### [Texto apresentado]
----------------------------------------
A multidão, que se formava, aguardava com ansiedade a
chegada do Presidente da República, que, logo, logo, fez-se presente,
descendo de um reluzente carro de cor preta e saudando a todos, com
gestos largos e sorriso alvar; seu nome: Juscelino Kubtischek de Oliveira.
A iluminação feérica da festa, os acordes da marcha militar,
o carisma do Presidente da República, a beleza do prédio que se
inaugurava, as mãos aquecidas pelo calor humano de Carlinda, fizeramme
ter uma visão premonitória de que meu futuro estaria ligado àquela
casa de ensino jurídico, onde estudaria e seria um de seus professores.
Hoje, cumprida toda a premonição, relembro a magia, o
sobrenatural daquela noite, embalado pela poética de Filgueiras Lima, no
poema “Legenda”:

Era menino,
um dia olhei o céu,
Longe as estrelas.
Tive uma vontade imensa de colhê-las,
Estava desvendado o meu destino.
Das reminiscências do curso jurídico, a saudade imensa dos
grandes mestres, que me ensinaram, antes de tudo, a pensar o Direito,
bem antes de compreendê-lo através de formas e fórmulas da alquimia
jurídica. Ressoa, ainda, em meus ouvidos, a eloqüente voz de Amorim
Sobreira, discorrendo sobre o Direito Romano, o jus e o fas, a similitude
dos institutos romanistas com o civilismo de Beviláqua. E os
fundamentos do Direito Civil, em sua parte geral, explanados pela
grandiosa inteligência de Wagner Barreira. Sabedoria e bondade se
irmanavam. A visão prática e útil do Direito Comercial, vinda de Fran
Martins, os arquétipos da legislação trabalhista, surgindo ao compasso da
voz pausada de Aderbal Freire, e, para não me alongar mais nesse grande
elenco de magníficos mestres, os vívidos raciocínios, as técnicas
inigualáveis, transmitidos em deliciosos momentos pelas vozes diminutas
em suas emissões, e grandiosas em suas propagações mentais, dos
extraordinários Raimundo Cavalcante Filho e Roberto Martins Rodrigues,
um, civilista de nomeada, o outro, administrativista de vanguarda. Como
era verde o meu vale - lembrando o imortal filme de John Ford.
----------------------------------------
### [Dados extraídos]
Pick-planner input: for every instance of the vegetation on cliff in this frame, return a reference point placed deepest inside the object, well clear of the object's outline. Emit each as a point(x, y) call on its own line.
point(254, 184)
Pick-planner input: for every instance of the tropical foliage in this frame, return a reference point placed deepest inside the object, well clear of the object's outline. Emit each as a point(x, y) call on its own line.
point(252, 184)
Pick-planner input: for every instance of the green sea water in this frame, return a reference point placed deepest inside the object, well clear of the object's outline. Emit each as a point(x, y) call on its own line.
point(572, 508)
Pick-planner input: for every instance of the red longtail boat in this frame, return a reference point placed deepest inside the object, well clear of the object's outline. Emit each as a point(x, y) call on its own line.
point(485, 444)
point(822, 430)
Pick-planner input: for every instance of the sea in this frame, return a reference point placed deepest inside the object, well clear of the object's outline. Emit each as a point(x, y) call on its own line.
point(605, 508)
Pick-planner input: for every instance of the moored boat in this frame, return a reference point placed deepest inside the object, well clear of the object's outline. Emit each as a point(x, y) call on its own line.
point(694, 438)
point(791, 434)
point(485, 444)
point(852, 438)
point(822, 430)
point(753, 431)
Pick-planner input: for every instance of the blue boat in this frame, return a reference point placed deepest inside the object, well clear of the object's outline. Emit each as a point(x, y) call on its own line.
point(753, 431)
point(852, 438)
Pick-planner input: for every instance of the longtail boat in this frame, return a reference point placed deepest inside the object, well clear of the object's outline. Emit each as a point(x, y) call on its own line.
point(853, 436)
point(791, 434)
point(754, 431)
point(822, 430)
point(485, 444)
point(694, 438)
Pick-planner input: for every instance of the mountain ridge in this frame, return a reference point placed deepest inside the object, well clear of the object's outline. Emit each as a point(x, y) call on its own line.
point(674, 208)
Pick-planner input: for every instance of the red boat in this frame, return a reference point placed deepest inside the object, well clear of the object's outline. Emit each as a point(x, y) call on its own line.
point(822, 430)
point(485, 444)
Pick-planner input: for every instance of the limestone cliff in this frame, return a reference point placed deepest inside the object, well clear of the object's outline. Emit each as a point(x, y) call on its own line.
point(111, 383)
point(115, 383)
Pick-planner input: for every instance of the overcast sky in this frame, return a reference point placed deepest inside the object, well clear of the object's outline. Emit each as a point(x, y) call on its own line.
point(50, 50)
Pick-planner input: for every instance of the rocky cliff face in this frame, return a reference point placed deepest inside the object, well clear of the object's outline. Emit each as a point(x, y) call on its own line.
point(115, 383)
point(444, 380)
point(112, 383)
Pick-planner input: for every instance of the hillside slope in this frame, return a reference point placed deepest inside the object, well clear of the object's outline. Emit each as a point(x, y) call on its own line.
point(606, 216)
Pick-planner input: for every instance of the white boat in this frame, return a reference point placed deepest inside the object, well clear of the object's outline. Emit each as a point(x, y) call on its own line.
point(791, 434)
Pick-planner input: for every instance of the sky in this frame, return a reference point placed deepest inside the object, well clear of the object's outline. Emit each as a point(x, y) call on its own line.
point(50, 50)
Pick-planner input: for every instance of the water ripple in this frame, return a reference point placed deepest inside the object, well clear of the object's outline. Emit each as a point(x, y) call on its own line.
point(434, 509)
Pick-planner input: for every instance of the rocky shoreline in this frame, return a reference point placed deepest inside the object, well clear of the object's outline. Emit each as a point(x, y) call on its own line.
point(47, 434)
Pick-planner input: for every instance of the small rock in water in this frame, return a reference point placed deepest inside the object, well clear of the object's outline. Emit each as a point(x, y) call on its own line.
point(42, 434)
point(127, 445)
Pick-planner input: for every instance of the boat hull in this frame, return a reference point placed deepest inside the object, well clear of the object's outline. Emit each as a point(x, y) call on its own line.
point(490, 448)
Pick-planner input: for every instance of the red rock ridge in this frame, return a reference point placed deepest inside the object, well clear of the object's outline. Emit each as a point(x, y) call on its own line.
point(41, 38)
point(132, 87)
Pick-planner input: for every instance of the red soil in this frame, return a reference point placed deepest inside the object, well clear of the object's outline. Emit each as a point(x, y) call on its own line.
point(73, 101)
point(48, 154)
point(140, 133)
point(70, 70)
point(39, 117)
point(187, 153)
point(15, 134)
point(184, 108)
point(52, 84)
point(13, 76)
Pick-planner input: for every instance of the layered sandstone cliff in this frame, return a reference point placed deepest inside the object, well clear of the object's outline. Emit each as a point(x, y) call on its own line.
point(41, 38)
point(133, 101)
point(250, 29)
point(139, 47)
----------------------------------------
### [Tarefas a resolver]
(a) Segundo o relato de memórias, quem discorria sobre o Direito Romano?
(b) Substitua "carro" por "automóvel" no trecho do relato de memórias que começa com "A multidão, que" e termina com "de seus professores.", e apresente o trecho já modificado.
(c) Continue o relato de memórias sobre o curso jurídico a partir do ponto em que ele para.
A listagem não é necessária para realizar as tarefas.

### [Conjunto de respostas]
(a) Amorim Sobreira.

(b)
A multidão, que se formava, aguardava com ansiedade a
chegada do Presidente da República, que, logo, logo, fez-se presente,
descendo de um reluzente automóvel de cor preta e saudando a todos, com
gestos largos e sorriso alvar; seu nome: Juscelino Kubtischek de Oliveira.
A iluminação feérica da festa, os acordes da marcha militar,
o carisma do Presidente da República, a beleza do prédio que se
inaugurava, as mãos aquecidas pelo calor humano de Carlinda, fizeramme
ter uma visão premonitória de que meu futuro estaria ligado àquela
casa de ensino jurídico, onde estudaria e seria um de seus professores.

(c)
O estudante pobre, amparado pelo auxílio da biblioteca da
Faculdade de Direito, avançava em seus estudos, de início com
performance quase medíocre, só se revelando nos 2 últimos anos; era o
bom tempo do curso jurídico se reger pela anualidade de suas disciplinas.
Formado em 1970, integrando a maior turma de concludentes da história
mais que centenária de nossa Salamanca, de canudo na mão e cabeça
cheia de sonhos, busquei, através de concurso público, o ingresso na
magistratura estadual.
Corria o ano de 1974; o Código de Processo Civil tinha
apenas 1 semestre de vida; com a aprovação em disputado e limpo
certame, vi-me Juiz Substituto, percorrendo sertões, realizando ideais e
amadurecendo, graças a rica convivência propiciada pelas comunidades
interioranas. Fiz-me, ao mesmo tempo, homem pleno e juiz.
Inesquecível o momento em que, na longínqua Comarca de
Jardim, ao saber que o Juiz estaria aniversariando no dia seguinte, uma
mulher, com idade e físico curvados pelo tempo, caminhou 7 quilômetros, para no alvorecer daquele dia de fevereiro, batendo na porta
de minha casa, entregar-me seu presente: uma garrafa de leite, obtida do
único animal que possuía e que a alimentava com sua seiva. Senhores,
jamais bebi néctar mais valioso.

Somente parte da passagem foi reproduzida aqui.